- _PROBLEMS TO WORK ON_
[a] Answer these from the article on Song of Ceylon, one line each:
(i) In what year was Song of Ceylon made?
(ii) Which film did John Grierson direct in 1929?
(iii) What name does the Ceylon Tea Propaganda Board go by today?
[b] Carry on the article on Song of Ceylon from its last sentence.

- _EXCERPT PROVIDED_
================================

Source: The Sunday Times
“That’s the only film of mine that I can sit through today without blushing or wanting to run out” – Basil Wright, director of Song of Ceylon.
Sri Lanka has inspired some notable 20th century artistic masterpieces, from D. H. Lawrence’s poem “Elephant” to Henri Cartier-Bresson’s portfolio of photographs. Then there is Basil Wright’s film Song of Ceylon, one of the finest documentaries ever produced. Made in 1934, it has been assessed - correctly, I think – as the film that has “best projected the image of the country, the soul of its people, and the endless beauty of the landscape with a subtle touch of magic for the world to see and admire.” Indeed, over the decades it has probably done more to publicise the island than any other promotional film.
Song of Ceylon was one of many outstanding documentaries produced in the 1930s by the Empire Marketing Board Film Unit (later the British GPO Film Unit) as the result of the pioneering vision of one man, John Grierson. In 1929, Grierson had directed the influential film, Drifters, which wasthe first example of what came to be called the British Documentary Movement. In the studio-bound British cinema of the time, a film like Drifters that drew its drama at first hand from real life was revolutionary. Grierson’s simple story of the North Sea herring fishery brought what were then new and startling images to the screen.
Grierson was a brilliant theoretician as well as an accomplished film-maker. It was he who first used the term “documentary” in 1926 in a review of Robert Flaherty’s film, Moana. “Of course, Moana, being a visual account of events in the daily life of a Polynesian youth and his family, has documentary value,” he wrote, later defining the word as “the creative treatment of actuality.” And it was he who developed the documentary movement “to bring alive to the citizen the world in which his citizenship lay, and to bridge the gap between the citizen and his community.”
He believed that the “documentary idea demands no more than that the affairs of our time be brought to the screen in any fashion which strikes the imagination and makes observation a little richer than it was. At one level, the vision may be journalistic; at another, it may rise to poetry and drama. At another level again, its aesthetic quality may lie in the mere lucidity of its exposition.”
What we understand by the word documentary precedes Grierson’s coining of it, for cinema began with documentary material called topicals in which the camera passively observed babies eating breakfast, trains arriving at stations, and workers leaving factories. However, audiences soon grew bored with topicals. They demanded of the new medium what they demanded of the older media - the narrative form. Only when Flaherty began to structure his actuality material so that it might satisfy the needs of audiences could Grierson identify a new type of film and call it documentary.
Instead of directing other films, Grierson devoted his energies to establishing a documentary film unit at the Empire Marketing Board in London. He gathered around him a group of young men – Arthur Elton, Paul Rotha, Harry Watt, Edgar Anstey, and Basil Wright, to name but a few – who were all destined to make their own distinctive contribution to the genre.
Song of Ceylon was one of many Grierson documentaries made with enlightened sponsorship from industry and government departments – in this instance the Ceylon Tea Propaganda Board, which today goes by the name Sri Lanka Tea Board. Director-cameraman Basil Wright was chosen to direct the four one-reelers that had been commissioned by the board. Wright had started his directorial career with the parochial The Country Comes to Town and O’er Hill and Dale, both made in 1932.

================================

- _STORED RECORDS_
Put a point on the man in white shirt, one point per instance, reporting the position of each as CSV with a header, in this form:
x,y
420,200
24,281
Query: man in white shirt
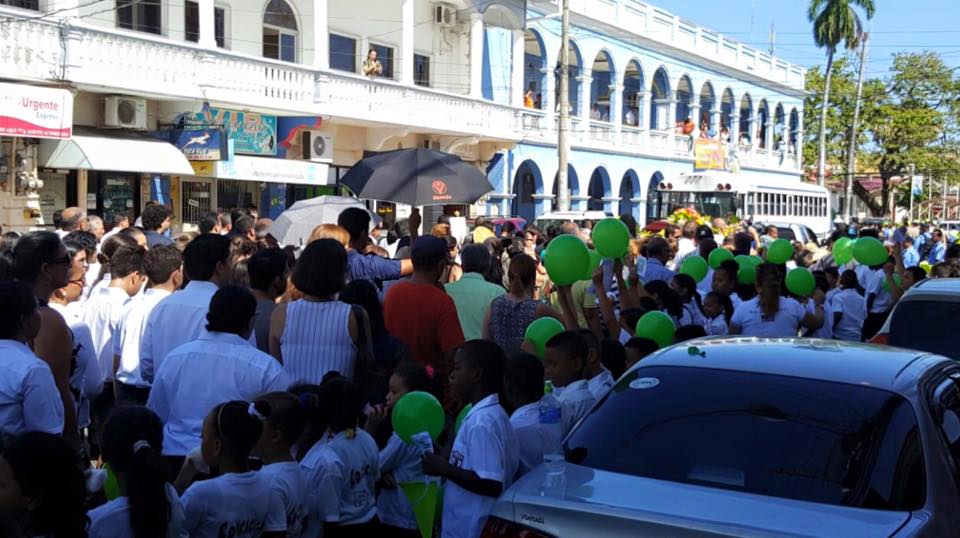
x,y
102,313
29,398
219,366
179,318
564,364
164,268
484,460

================================

- _FINAL RESULTS_
[a]
(i) 1934
(ii) Drifters
(iii) Sri Lanka Tea Board

[b]
He then went to the Caribbean, where he demonstrated a penchant for exotic locations and developed a symphonic style with his 1933 documentaries Windmill in Barbados and Cargo from Jamaica.
Part of Wright’s distinction as a film-maker was the conscientious manner in which he went about his work. Indeed it was said of him that no director ever travelled to a location better prepared. Before embarking for Ceylon he researched diligently, reading every book on the island he could find. He even visited John Still, who had lived in Ceylon for many years and who was the author of Jungle Tide (1930), one of the best accounts of the wild interior of the island.
The 27-year-old Wright arrived in Colombo with his assistant, John Taylor, on New Year’s Day, 1934. He soon made the first of two important discoveries that were to have a significant influence on the production. It was only natural that Wright was eager to find a Ceylonese to assist him on location, for the first impulse of the film-maker in a strange land is to find someone with the right local knowledge. G. K. Stewart, Chairman of the Ceylon Tea Propaganda Board, suggested Lionel Wendt.
It was an inspired recommendation, as Wendt was Ceylon’s finest still photographer and knew his country intimately. Years later, in 1949, Wright gave an interview for Mosquito, a magazine for Ceylon students in England. “I think he was one of the greatest still photographers that ever lived,” Wright said of Wendt. “I should place him among the six best I’ve come across – including a photographer who had very much to do with Ceylon, Julia Margaret Cameron.”
Wright was staying at the Grand Oriental Hotel in Colombo. One morning Lionel Wendt turned up. According to Wright, the photographer was very much on the defensive at first. “But within five minutes we were both roaring with laughter,” Wright told his interviewers. “He had a wonderful sense of humour.” From the time of this propitious meeting of minds, Wendt played a vital part in the small film unit and accompanied Wright and Taylor almost everywhere they went during the seven-week shoot.
The unit travelled extensively, capturing some of the first documented moving images of the country – though, admittedly, the film archives of the Library of Congress contain two much earlier films, A Ramble through Ceylon (1905) and Curious Scenesin India (1912). Guided by Wendt, the unit climbed Sri Pada (Adam’s Peak), explored the hill country and ruined cities, and witnessed rural life in abundance. Wright filmed fisherman and farmers, Buddhist monks and coconut-pluckers, craftsmen and dancers.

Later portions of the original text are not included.